§ **Actions to take**
(1) In the article on the LiteLLM attack, repeat the stretch from "AWS, GCP, Azure" through "entire cloud infrastructure." word for word.
(2) Answer these questions from the article on the LiteLLM attack:
(a) Which two encryption methods were applied to everything the malware collected?
(b) What first drew attention to the attack?
(c) What CVSS severity score does the article give?

§ **Quoted passage**
────────────────
AWS, GCP, Azure credentials
SSH private keys
API keys from .env files
Kubernetes cluster secrets
Database passwords
Docker configuration
CI/CD pipeline secrets
Shell history and git configs

Everything it collected was encrypted with AES-256 and RSA-4096 and exfiltrated to attacker-controlled servers. If Kubernetes credentials were present, it attempted to plant a persistent backdoor across the entire cluster. One compromised developer machine could cascade into an organization’s entire cloud infrastructure.

The fork bomb discovery The attack was first noticed when a developer’s machine became unresponsive from RAM exhaustion. The malware contained an unintentional bug: a file that runs on every Python startup triggered a fork bomb, creating an exponential explosion of processes. The crash that crashed the attacker’s own operation is what led to public disclosure.
3.4M
daily downloads of LiteLLM before the attack
~5 hrs
window the malicious packages were publicly available
9.4
CVSS severity score, near maximum rating

Why this matters beyond the tech world

If you’re not a software developer, you might be thinking: “We don’t use LiteLLM. This isn’t our problem.” That’s worth examining carefully.

Healthcare practices

AI tools for clinical documentation, scheduling, and billing are proliferating. Many are built on open-source AI libraries. A compromised library can expose patient records and HIPAA-covered data without any direct breach of your systems.
────────────────
§ **Record excerpts**
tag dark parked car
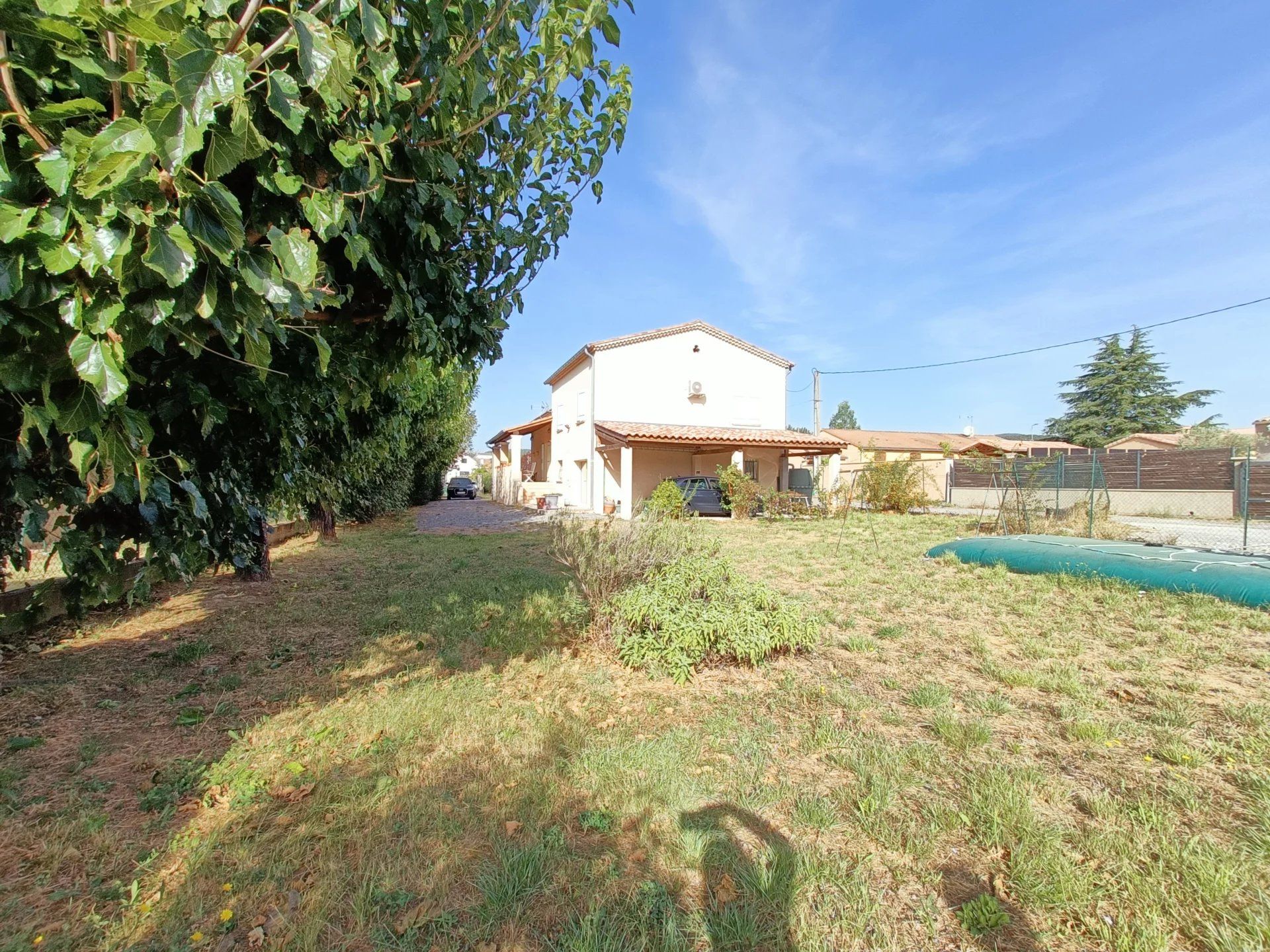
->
[672,476,732,516]
[446,476,476,499]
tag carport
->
[595,420,842,519]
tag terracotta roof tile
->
[595,420,842,452]
[486,410,551,446]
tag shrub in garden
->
[607,551,820,683]
[640,480,692,519]
[956,892,1009,935]
[550,516,696,618]
[856,459,931,513]
[718,466,763,519]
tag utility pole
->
[812,367,820,436]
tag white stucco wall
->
[589,330,787,429]
[546,360,603,508]
[531,330,788,523]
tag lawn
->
[0,516,1270,952]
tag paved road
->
[414,499,546,536]
[1113,516,1270,552]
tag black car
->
[671,476,732,516]
[446,476,476,499]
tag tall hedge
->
[0,0,630,621]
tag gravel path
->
[414,499,546,536]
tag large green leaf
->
[141,93,206,173]
[80,225,132,277]
[300,190,344,241]
[0,202,40,244]
[30,99,105,126]
[51,383,102,433]
[265,70,309,134]
[67,334,128,405]
[141,222,197,288]
[40,239,80,274]
[182,182,246,264]
[239,249,291,305]
[165,26,246,126]
[79,116,155,198]
[359,0,389,46]
[203,102,269,179]
[269,229,318,291]
[291,11,337,89]
[36,149,71,196]
[0,255,23,301]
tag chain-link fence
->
[946,450,1270,555]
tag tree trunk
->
[309,502,335,542]
[236,516,273,581]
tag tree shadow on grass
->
[0,520,574,948]
[940,863,1044,952]
[679,803,800,952]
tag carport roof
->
[595,420,842,453]
[486,410,551,446]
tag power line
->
[812,297,1270,376]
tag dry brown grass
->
[0,513,1270,952]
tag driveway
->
[1111,516,1270,552]
[414,499,546,536]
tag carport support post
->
[1242,450,1252,552]
[503,433,521,505]
[617,447,635,519]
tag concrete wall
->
[591,330,788,429]
[949,487,1238,519]
[634,447,700,506]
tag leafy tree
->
[829,400,860,430]
[1045,330,1216,447]
[0,0,630,619]
[1177,418,1257,453]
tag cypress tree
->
[1046,330,1218,447]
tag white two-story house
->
[489,321,842,518]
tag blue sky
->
[475,0,1270,444]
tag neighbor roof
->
[595,420,842,453]
[823,429,1021,453]
[542,321,794,386]
[1107,433,1185,447]
[486,410,551,446]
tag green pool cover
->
[926,536,1270,608]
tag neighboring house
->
[1106,430,1186,450]
[820,429,1006,499]
[446,453,489,483]
[489,321,841,518]
[822,429,1088,499]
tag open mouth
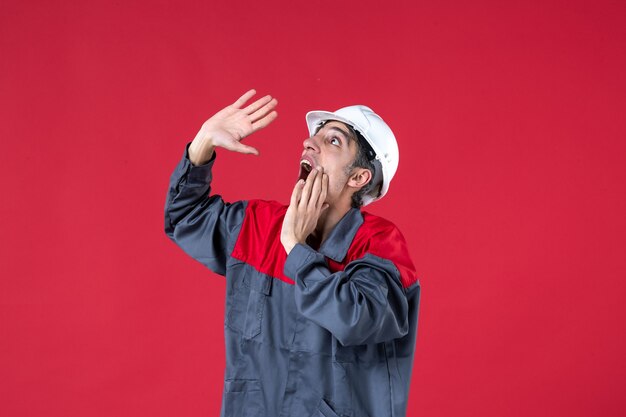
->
[298,159,313,180]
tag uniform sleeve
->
[165,145,246,275]
[285,240,409,346]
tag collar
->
[318,207,363,262]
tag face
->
[300,121,360,204]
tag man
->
[165,90,420,417]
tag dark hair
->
[346,126,382,208]
[315,120,383,208]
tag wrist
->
[188,137,215,166]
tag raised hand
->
[189,90,278,165]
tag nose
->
[302,135,320,152]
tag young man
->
[165,90,420,417]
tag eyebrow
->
[328,126,356,140]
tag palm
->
[200,90,277,154]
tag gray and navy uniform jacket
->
[165,146,420,417]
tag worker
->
[165,90,420,417]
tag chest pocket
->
[226,262,272,339]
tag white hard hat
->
[306,105,400,206]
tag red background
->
[0,0,626,417]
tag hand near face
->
[189,90,278,165]
[280,167,328,254]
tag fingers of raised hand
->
[298,165,319,210]
[290,180,305,207]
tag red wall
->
[0,0,626,417]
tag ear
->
[348,168,372,188]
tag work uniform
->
[165,146,420,417]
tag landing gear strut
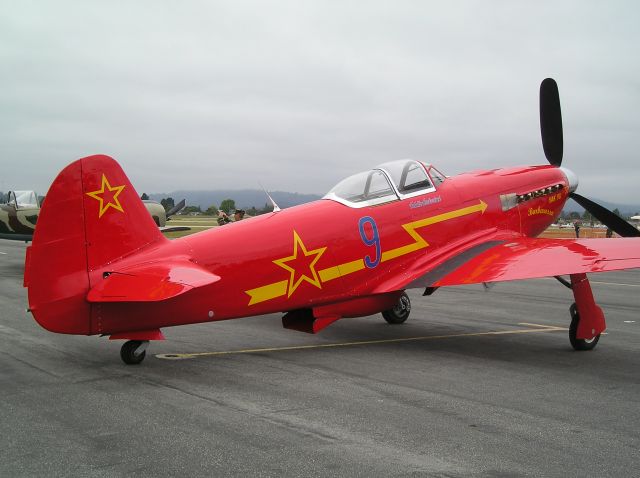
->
[382,292,411,324]
[120,340,149,365]
[569,302,600,350]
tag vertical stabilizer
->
[25,156,167,334]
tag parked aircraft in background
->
[24,79,640,364]
[0,191,189,242]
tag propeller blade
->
[540,78,563,166]
[569,193,640,237]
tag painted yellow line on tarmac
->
[156,324,567,360]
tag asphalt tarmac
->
[0,241,640,477]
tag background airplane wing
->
[396,238,640,289]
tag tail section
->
[25,156,167,334]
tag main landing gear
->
[120,340,149,365]
[382,292,411,324]
[556,274,607,350]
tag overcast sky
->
[0,0,640,203]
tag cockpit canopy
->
[324,159,445,208]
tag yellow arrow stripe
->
[245,280,289,305]
[318,259,364,282]
[245,200,487,305]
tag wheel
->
[382,292,411,324]
[120,340,149,365]
[569,302,600,350]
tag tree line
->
[140,193,273,216]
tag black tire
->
[382,292,411,324]
[120,340,147,365]
[569,302,600,350]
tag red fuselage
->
[82,166,569,334]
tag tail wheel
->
[569,302,600,350]
[382,292,411,324]
[120,340,149,365]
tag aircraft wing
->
[87,260,220,302]
[392,237,640,288]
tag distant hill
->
[148,189,321,210]
[563,198,640,216]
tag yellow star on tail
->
[86,174,125,218]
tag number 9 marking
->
[358,216,380,269]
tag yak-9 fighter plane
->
[24,79,640,364]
────────────────
§ **Solutions for each task**
(1)
AWS, GCP, Azure credentials
SSH private keys
API keys from .env files
Kubernetes cluster secrets
Database passwords
Docker configuration
CI/CD pipeline secrets
Shell history and git configs

Everything it collected was encrypted with AES-256 and RSA-4096 and exfiltrated to attacker-controlled servers. If Kubernetes credentials were present, it attempted to plant a persistent backdoor across the entire cluster. One compromised developer machine could cascade into an organization’s entire cloud infrastructure.

(2)
(a) AES-256 and RSA-4096.
(b) A developer's machine became unresponsive from RAM exhaustion.
(c) 9.4.